SUPPLIED TEXT:
## BEGIN

Friedrich Nietzsche - Philosopher
Created | Updated Aug 17, 2007
Is not life a hundred times too short for us to bore ourselves?
Friedrich Wilhelm Nietzsche was born on October 15th 1844,the son of a lutherian minister in a small German town southwest of Liepzig. He was named after the King of Prussia, Friedrich Wilhelm IV, and known as Fritz by his family. Nietzsche had two younger siblings, Joseph, who died at age two, and Therese Elisabeth, who outlived him by 35 years.
When Nietzsche was four years old, his father, Karl, died as a result of brain injuries sustained after a fall about a year previously, leaving young Fritz and Therese to live with their mother, paternal grandfather and two aunts. They moved to Naumburg an der Saale, quite close to his birthplace. Here Nietzsche lived until he left for boarding school at age 14.
Schulpforta1, a boarding school set up in 1543 on the site of a former monastery is where Nietzsche spent the next five years of his life, studying towards going to university. His best friend was Paul Deusson, later to become a reknowned philosophical historian and the founder of the Schopenhauer Society. The teenaged Nietzsche emersed himself in the music of Wagner and the writing of romantics such as Hölderlin and Richter. He developed a passion for philology - the interpretation of Biblical and classical writings, helped along, no doubt, by Strauss' Das Leben Jesu kritisch bearbeitet2. However, young Nietzsche was not happy at Schulpforta, developing an aversion to the piety and nationalism he saw in the school atmosphere. He began to suffer migraines, possibly related to his poor eyesight. These conditions affected him for the rest of his life.

## END

INFORMATION SUPPLIED:

## BEGIN

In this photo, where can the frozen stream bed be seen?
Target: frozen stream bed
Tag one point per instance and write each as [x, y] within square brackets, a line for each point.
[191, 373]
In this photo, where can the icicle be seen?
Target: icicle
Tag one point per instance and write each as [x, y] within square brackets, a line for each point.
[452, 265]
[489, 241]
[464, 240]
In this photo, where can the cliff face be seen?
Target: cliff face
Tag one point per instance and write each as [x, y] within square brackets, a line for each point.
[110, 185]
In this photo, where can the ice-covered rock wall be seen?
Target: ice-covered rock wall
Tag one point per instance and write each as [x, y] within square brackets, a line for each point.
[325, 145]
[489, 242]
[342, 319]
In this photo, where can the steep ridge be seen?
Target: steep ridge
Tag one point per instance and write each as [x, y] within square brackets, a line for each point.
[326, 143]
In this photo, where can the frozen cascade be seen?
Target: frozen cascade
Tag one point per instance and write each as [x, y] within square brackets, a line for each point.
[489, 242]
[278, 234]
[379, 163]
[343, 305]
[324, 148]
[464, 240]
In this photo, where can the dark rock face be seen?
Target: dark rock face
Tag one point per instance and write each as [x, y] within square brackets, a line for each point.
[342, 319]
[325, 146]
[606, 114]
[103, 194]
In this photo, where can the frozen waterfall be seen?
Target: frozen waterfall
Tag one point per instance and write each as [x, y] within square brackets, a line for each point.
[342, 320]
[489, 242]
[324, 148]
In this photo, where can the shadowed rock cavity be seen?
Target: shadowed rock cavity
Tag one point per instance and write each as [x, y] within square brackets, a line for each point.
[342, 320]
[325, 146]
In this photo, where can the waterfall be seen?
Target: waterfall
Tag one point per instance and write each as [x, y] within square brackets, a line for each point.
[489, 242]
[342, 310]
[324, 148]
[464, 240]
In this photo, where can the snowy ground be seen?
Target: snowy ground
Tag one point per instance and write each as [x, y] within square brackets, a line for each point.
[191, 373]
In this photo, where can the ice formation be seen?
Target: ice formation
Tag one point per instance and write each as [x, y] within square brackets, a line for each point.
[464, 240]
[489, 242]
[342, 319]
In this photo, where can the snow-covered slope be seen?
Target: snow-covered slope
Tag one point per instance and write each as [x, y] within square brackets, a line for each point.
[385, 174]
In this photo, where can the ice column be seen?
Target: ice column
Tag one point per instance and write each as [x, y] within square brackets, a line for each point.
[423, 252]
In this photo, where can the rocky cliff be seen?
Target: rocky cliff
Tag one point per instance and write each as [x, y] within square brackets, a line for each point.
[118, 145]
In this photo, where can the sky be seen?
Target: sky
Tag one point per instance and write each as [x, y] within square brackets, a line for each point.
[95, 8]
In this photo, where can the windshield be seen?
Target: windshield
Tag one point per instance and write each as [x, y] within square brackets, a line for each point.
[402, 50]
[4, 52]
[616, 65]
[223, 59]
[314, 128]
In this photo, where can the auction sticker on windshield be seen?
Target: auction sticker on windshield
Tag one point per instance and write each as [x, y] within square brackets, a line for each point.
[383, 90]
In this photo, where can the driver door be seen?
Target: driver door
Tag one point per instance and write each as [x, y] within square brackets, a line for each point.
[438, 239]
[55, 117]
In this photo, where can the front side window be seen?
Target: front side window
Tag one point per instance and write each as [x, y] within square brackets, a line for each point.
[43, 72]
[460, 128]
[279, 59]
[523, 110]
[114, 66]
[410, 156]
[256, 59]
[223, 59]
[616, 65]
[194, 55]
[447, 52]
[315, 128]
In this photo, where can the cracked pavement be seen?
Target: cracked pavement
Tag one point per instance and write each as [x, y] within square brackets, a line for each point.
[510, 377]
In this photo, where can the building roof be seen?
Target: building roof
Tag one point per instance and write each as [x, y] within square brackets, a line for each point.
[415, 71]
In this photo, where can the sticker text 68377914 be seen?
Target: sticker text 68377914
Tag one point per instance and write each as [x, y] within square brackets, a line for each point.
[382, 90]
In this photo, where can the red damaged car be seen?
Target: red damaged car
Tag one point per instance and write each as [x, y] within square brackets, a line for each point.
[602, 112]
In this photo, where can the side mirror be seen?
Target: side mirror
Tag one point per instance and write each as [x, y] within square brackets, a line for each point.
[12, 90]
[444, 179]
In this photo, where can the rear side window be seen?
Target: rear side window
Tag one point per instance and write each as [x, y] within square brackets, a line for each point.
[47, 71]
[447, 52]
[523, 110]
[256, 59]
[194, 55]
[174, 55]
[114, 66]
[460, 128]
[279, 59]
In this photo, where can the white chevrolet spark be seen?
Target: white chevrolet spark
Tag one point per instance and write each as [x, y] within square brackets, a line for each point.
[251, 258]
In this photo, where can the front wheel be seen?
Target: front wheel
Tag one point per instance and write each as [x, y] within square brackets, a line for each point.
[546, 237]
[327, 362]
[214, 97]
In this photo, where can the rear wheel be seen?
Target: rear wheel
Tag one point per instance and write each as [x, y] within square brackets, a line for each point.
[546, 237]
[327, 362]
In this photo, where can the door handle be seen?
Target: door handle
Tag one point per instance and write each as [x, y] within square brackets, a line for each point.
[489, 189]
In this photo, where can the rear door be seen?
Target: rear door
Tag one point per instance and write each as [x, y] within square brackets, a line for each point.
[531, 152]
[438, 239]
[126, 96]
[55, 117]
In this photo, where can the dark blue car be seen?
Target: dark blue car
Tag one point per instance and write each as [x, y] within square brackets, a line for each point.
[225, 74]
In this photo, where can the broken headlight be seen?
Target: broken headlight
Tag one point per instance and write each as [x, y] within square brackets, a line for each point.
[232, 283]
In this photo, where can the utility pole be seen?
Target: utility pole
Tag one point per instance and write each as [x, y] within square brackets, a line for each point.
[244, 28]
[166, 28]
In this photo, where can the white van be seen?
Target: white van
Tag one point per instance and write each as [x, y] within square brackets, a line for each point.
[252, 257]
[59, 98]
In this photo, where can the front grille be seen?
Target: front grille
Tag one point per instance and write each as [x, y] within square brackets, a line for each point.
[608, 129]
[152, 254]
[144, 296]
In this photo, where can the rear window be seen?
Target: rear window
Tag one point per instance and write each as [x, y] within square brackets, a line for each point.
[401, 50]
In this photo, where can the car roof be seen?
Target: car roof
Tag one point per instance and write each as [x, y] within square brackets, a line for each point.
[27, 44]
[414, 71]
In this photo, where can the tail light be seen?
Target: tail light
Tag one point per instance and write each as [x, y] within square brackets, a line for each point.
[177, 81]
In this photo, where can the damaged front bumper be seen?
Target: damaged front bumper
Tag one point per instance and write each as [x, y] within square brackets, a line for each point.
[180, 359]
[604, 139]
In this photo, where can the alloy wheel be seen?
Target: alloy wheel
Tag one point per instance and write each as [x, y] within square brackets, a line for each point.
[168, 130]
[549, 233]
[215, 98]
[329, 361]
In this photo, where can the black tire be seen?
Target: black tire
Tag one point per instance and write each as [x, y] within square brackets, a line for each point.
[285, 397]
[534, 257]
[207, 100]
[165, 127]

## END

YOUR OBJECTIVE: According to the Nietzsche biography, to which town did the family move after his father's death?

FULL RESPONSE: Naumburg an der Saale